* **About this task**: Without including any pictures, please copy every entry below exactly.

Dataset entries
= = = =
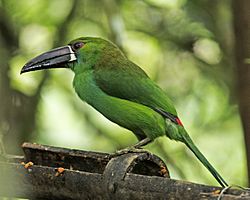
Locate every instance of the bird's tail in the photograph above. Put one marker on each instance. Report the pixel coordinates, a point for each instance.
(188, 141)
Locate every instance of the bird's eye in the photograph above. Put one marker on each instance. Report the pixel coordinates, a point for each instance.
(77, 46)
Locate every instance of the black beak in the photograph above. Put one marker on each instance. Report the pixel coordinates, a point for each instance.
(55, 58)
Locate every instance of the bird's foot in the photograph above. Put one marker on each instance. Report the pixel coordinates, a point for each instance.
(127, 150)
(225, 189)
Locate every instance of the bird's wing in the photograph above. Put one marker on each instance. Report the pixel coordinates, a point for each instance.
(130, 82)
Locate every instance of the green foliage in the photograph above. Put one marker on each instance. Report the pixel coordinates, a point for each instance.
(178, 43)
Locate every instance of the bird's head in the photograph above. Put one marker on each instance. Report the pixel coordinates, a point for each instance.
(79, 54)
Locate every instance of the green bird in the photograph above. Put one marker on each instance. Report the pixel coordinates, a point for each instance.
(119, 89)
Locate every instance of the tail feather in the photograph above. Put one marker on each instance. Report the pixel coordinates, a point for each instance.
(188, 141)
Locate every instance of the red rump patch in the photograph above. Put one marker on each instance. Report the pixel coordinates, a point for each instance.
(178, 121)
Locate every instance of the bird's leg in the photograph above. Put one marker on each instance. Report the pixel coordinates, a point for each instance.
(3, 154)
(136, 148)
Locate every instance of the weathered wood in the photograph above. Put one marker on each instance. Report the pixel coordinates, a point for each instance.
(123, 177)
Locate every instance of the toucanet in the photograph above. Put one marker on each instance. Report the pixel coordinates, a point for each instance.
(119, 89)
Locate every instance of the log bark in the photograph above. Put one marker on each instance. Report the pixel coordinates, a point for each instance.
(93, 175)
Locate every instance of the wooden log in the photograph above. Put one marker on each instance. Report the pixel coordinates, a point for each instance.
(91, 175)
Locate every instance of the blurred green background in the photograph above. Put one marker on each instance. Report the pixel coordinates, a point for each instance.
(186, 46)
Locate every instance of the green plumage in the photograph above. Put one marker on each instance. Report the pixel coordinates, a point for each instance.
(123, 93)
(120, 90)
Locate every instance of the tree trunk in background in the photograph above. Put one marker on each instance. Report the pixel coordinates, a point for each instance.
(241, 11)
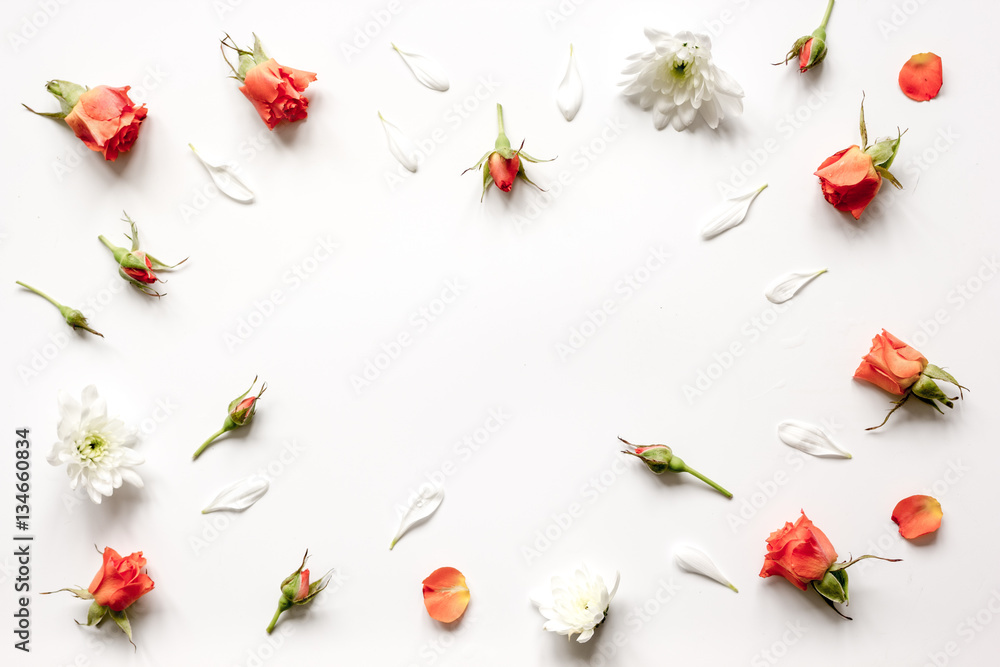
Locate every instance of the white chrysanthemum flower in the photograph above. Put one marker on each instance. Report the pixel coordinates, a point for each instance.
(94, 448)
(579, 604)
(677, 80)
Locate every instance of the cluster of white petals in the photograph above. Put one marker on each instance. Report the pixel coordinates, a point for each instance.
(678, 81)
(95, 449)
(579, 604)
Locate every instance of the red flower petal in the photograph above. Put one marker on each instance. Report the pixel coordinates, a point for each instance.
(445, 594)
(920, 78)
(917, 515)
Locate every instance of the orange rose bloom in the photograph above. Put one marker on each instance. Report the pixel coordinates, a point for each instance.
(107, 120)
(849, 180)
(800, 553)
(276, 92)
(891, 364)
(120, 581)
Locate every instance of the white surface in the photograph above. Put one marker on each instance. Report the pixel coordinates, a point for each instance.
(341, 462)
= = = =
* **Exercise response**:
Locate every instance of the bird's tail in the photograph above. Put one marker on each instance. Report the pixel coordinates, a point for each instance.
(188, 141)
Locate every instance of the bird's eye in the photograph above. Put one marker on each instance. Report the pixel coordinates, a point for each instance.
(77, 46)
Locate every instance of the black beak in the photograph above. Put one marker on each instance. Report the pixel coordinates, a point for each instance.
(55, 58)
Locate every instance of the bird's foot in the photograph above. Put one marker on each instance. Report the pixel coordinates, a point for each instance.
(127, 150)
(225, 189)
Locate every instance of the bird's wing in the photograph above. Put one marker on each instance. Report the pixel coordinates, a point for each instance.
(130, 82)
Locate every instance of the green foliage in the photograph above. Put one marker on each instance. Report the pixel coordinates, a point for each instance.
(178, 43)
Locate every instance of the bird's head in the photograph above. Put one marker on each instance. Report the pixel coordinates, a point for each instance.
(79, 54)
Locate every instance of the green bird in the photograph above. Put one marker on each instance. Report the pixel coordinates, a point for each instance.
(119, 89)
Locate every instance of the tail feather in the photograph above. Put one marker on each instance. Report the pixel coordinates, a point for each instance.
(188, 141)
Locate every instance of the red rump patch in the photograph above. Put one marker on each instance. Report the pixel coordinates, a point for each instance.
(178, 121)
Locate every instance of the bird's leg in the photograph above. Put one marker on each instance. Report the pixel coordinates, a point for each instance.
(3, 154)
(136, 148)
Locate every instance of the weathered wood in the photograph above. Put one marker on each instance. Report the pixel coordinates, a point for each instance.
(123, 177)
Locate every instance of the toucanet in the photograph above. Put one marker on each instance. Report the pixel coordinates, a point for each instance.
(119, 89)
Locate every instance of the log bark in the photograph above. Put one marker on each instance. Report the pixel coordinates, a point for each instance.
(93, 175)
Locate every instance of the wooden log in the photograph above. Put one marker on each instance. Report the pixel coordinates, a point for each instance.
(91, 175)
Locate every instance of the blurred green background in the photograph above. Put one marker on each instance. Report the pixel coordinates, a point for each instance.
(186, 46)
Locate every instance of the green plumage in the photograph above. Put one marker on each instance. Report the pixel coordinates, a point for each instance.
(123, 93)
(120, 90)
Locate every instance of the tree trunk in background in the photograph above. Put one marker on each instance. Report the pixel coordinates, a point for each instance.
(241, 11)
Locate every instance of the white chrysanthemum flower in the photograph above. Put one marker on each instance. Report the pixel coordinates, a point for each instance.
(94, 448)
(579, 604)
(677, 80)
Locate every instance of the cluster of white petals in the photograph above. Put one marker on each instance. Report the pixel coordinates, a point for each instance.
(678, 81)
(95, 449)
(579, 604)
Locate every instance of the red flower petal in the photograph above. Put one marker on each instance. Report the pixel coordinates, a point for each instance.
(445, 594)
(920, 78)
(917, 515)
Locate every instance of the orange rose bloom in the photograph above. Put one marker on each instance. Report the pixel coordinates, a point for each instance.
(107, 120)
(849, 180)
(800, 553)
(276, 92)
(891, 364)
(120, 581)
Locate every instance of the white surface in the photograph above. Put one marker on each instance. Report the pixel coordinates, a point for each instance.
(341, 462)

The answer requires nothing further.